> _YOUR TASK_: Pick out every line in the data below that contains the word "plain", treating uppercase and lowercase letters as different.

> _MATERIAL FOR THIS TASK_:
+--

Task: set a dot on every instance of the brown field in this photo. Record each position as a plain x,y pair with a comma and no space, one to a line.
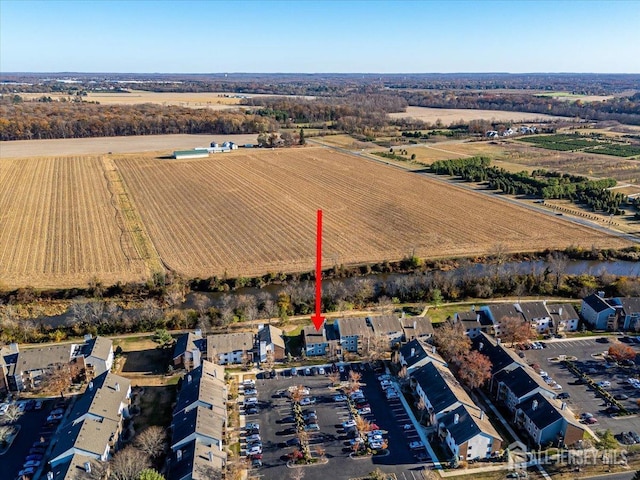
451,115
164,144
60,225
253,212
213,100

+--

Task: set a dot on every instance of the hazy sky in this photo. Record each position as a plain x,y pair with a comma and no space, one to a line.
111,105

+--

> _FINAL RESULT_:
Task: set a dot on every instance of the brown field in this photo. Record each position as a plain x,y pair with a comma and no space, one to a line.
Task: set a dot on every instance of the hazy sky in this photo. Record each position as a plain x,y pair with a comma and no space, one to a line.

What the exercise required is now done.